*** Quoted text

Therefore, hereinafter, the control apparatus for an internal
combustion engine according to this embodiment will be described
while mainly discussing the execution determination process.
[0125] FIG. 9 is a diagrammatic view illustrating the basic
structure of the stop mechanism.
[0126] As shown in FIG. 9, the stop mechanism according to this
embodiment includes a brake controller 100 controlled by the
electronic control unit 9, hydraulic brakes 101 (only one is shown)
each attached to one of the wheels of vehicle mounting the engine
1, two hydraulic system for supplying hydraulic pressure to the
brakes 101, and a reserve tank 102 storing brake fluid of the two
hydraulic systems.
[0127] The first hydraulic system is connected to a brake pedal 103
manipulated by the driver and to the reserve tank 102. The first
hydraulic system includes a brake master cylinder 104 for
generating hydraulic pressure, and a first valve 105 that is opened
and closed by the brake controller 100. When the driver depresses
the brake pedal 103, hydraulic pressure is generated in the brake
master cylinder 104 of the first hydraulic system. When the first
valve 105 is closed, hydraulic pressure generated by the brake
master cylinder 104 is supplied to hydraulic cylinders of the
brakes 101, which stops rotation of the wheels. That is, the first
hydraulic system is configured as a hydraulic system for actuating
the brakes 101 in response to manipulation by the driver.
[0128] The second hydraulic system is controlled by the brake
controller 100, and includes a hydraulic pump 106 connected to the
reserve tank 102, an accumulator 107 for preserving hydraulic
pressure generated by the hydraulic pump, and a second valve 108
that is opened and closed by the brake controller 100. In the
second hydraulic system, when the brake controller 100 actuates the
hydraulic pump 106, hydraulic pressure generated by the hydraulic
pump 106 is accumulated in the accumulator 107. When the second
valve 108 is opened by the brake controller 100, the hydraulic
pressure accumulated in the accumulator 107 is supplied to the
hydraulic cylinders of the brakes 101, which stops rotation of the
wheels. In this manner, the second hydraulic system is configured
as a hydraulic system that is capable of actuating the brakes 101
even if the brake pedal 103 is not manipulated. In other words, the
second hydraulic system is capable of actuating the brakes 101
without manipulation by the driver.
[0129] In the delay control according to the present embodiment,
step S400 is executed instead of step S120 shown in FIG. 5. That
is, if at step S110 of FIG. 5 it is determined that the
predetermined period RT has not elapsed since the IG switch 60 was
turned off (NO at S110), the second valve 108 is opened by the
electronic control unit 9 when the delay control is executed,
thereby forcibly actuating the brakes 101. By step S400, rotation
of the wheels is forcibly stopped during the execution of the delay
control. Accordingly, the problem that the execution of the delay
control causes the vehicle to start moving is prevented. This
increases the safety of the engine operation during the execution
of the delay control.

******

§ Objective a: Write out the entries word for word, from the line containing "the chimney, each" through the end of the entries.
The passage on the brake stop mechanism has no connection to the entries that follow it.

*** Record extracts

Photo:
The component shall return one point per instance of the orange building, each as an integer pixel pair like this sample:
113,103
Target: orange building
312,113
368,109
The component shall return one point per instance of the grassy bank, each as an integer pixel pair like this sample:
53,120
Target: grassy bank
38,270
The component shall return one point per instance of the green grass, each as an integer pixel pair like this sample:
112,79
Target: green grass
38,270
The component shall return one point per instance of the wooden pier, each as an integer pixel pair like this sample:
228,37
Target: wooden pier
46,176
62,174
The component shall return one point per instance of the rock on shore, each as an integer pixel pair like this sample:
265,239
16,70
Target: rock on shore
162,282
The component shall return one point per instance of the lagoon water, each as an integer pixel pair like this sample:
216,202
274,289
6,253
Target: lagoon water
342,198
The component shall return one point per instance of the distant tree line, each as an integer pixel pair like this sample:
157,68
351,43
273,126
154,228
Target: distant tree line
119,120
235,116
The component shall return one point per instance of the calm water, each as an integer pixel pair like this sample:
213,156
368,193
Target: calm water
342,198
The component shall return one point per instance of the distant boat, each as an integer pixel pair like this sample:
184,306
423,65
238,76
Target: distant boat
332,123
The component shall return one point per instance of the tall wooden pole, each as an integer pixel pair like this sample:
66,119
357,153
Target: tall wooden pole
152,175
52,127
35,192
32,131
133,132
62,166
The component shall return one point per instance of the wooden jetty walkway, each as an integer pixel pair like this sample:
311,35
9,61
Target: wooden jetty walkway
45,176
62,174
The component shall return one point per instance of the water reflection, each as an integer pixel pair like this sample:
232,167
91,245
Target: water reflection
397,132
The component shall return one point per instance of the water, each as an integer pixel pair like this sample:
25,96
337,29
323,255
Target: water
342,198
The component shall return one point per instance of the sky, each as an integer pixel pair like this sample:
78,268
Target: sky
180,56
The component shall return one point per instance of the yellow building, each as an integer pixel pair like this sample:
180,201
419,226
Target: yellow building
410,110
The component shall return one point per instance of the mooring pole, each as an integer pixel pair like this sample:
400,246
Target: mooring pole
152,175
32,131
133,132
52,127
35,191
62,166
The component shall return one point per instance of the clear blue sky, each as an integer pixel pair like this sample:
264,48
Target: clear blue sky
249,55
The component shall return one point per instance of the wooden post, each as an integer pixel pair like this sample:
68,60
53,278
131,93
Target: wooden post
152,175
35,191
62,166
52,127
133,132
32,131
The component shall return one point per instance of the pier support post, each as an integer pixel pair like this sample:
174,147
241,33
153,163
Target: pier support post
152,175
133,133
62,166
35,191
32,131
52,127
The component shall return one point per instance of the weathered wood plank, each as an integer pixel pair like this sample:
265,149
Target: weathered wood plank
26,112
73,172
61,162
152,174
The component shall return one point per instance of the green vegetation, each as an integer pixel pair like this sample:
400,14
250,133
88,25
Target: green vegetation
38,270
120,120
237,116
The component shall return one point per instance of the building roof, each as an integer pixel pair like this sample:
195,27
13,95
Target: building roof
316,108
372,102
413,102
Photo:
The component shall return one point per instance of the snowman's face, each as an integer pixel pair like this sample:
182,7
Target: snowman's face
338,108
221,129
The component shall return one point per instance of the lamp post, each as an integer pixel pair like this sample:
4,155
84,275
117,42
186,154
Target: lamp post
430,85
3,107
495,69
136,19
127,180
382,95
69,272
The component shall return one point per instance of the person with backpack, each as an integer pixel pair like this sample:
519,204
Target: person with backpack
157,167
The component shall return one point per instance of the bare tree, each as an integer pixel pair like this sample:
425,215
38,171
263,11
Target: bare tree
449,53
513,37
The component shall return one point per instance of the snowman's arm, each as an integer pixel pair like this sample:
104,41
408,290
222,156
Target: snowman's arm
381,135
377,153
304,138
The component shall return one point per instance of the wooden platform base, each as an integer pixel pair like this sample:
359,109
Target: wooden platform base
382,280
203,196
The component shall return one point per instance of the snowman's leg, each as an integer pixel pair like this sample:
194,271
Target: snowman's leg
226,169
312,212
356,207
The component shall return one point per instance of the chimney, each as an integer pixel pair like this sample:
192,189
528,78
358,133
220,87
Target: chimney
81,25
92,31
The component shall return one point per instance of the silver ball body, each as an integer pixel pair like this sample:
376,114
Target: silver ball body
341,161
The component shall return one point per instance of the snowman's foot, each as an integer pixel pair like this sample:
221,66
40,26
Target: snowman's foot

******

§ Objective b: Continue the passage on the brake stop mechanism from its last sentence.

§ Exercise answer a:
The component shall return one point per instance of the chimney, each as an integer pixel pair like this sample:
192,189
528,78
358,133
220,87
Target: chimney
81,25
92,31
The component shall return one point per instance of the silver ball body, each as an integer pixel pair like this sample:
376,114
Target: silver ball body
341,161
The component shall return one point per instance of the snowman's foot, each as an integer pixel pair like this sample:
221,66
40,26
Target: snowman's foot

§ Exercise answer b:
[0130] Also, in the present embodiment, the wheels are stopped by
the stop mechanism during the execution of the delay control.
Therefore, a contingency that the vehicle starts moving even if an
engine stop request has been made is prevented without executing
the determination process, and inhibition process described in the
second embodiment, that is, without the determination process shown
in FIG. 8.
[0131] Since the vehicle wheels are stopped during the execution of
the delay control in this embodiment, the problem that the
execution of the delay control during cranking causes the vehicle
to start moving is prevented.
[0132] The third embodiment described above provides the following
advantages.
[0133] (1) The wheels are stopped by the stop mechanism during the
execution of the delay control. Thus, the problem that the
execution of the delay control causes the vehicle to start moving
is prevented. This increases the safety of the engine operation
during the execution of the delay control.
[0134] (2) The wheels are stopped by the stop mechanism during the
execution of the delay control. Therefore, a contingency that the
vehicle starts moving even if an engine stop request has been made
is prevented without the determination process described in the
second embodiment.
[0135] (3) The stop mechanism includes the brakes 101, which are
actuated by the hydraulic pump 106, or an actuator. The vehicle
wheels are therefore reliably stopped without relying on
manipulation by the driver.
Fourth Embodiment
[0136] A control apparatus for an internal injection engine
according to a fourth embodiment of the present invention will now
be described with reference to FIGS. 11 and 12.
[0137] In this embodiment, a circuit for performing and stopping
the supply of electricity to the fuel pump for supplying fuel to
the injector 39 is added to the circuit shown in FIG. 4. At the
time when the driver makes an engine stop request, the fuel pump is
stopped.
[0138] FIG. 11 is a diagram showing a circuit for supplying
electricity to the injector 39 and the ignition plug 37 in this
embodiment. The circuit of FIG. 11 is different from the circuit
shown in FIG. 4 in that a pump relay 80, a fuel pump 81, and a pump
relay control port 9g are provided. Accordingly, the circuit
according to this embodiment will be described while mainly
discussing these differences.
[0139] As shown in FIG. 11, a first end of a coil 80a of the pump
relay 80 that performs and shuts off the supply of electricity to
the fuel pump 81 is connected to the downstream side of the contact
61b of the IG relay 61. A second end of the coil 80a is connected
to the pump relay control port 9g of the electronic control unit 9.
A first end of a contact 80b of the pump relay 80 is connected to
the downstream side of the contact 70b of the main relay 70. The
second end of the contact 80b is connected to the first terminal of
the fuel pump 81. A second terminal of the fuel pump 81 is
grounded.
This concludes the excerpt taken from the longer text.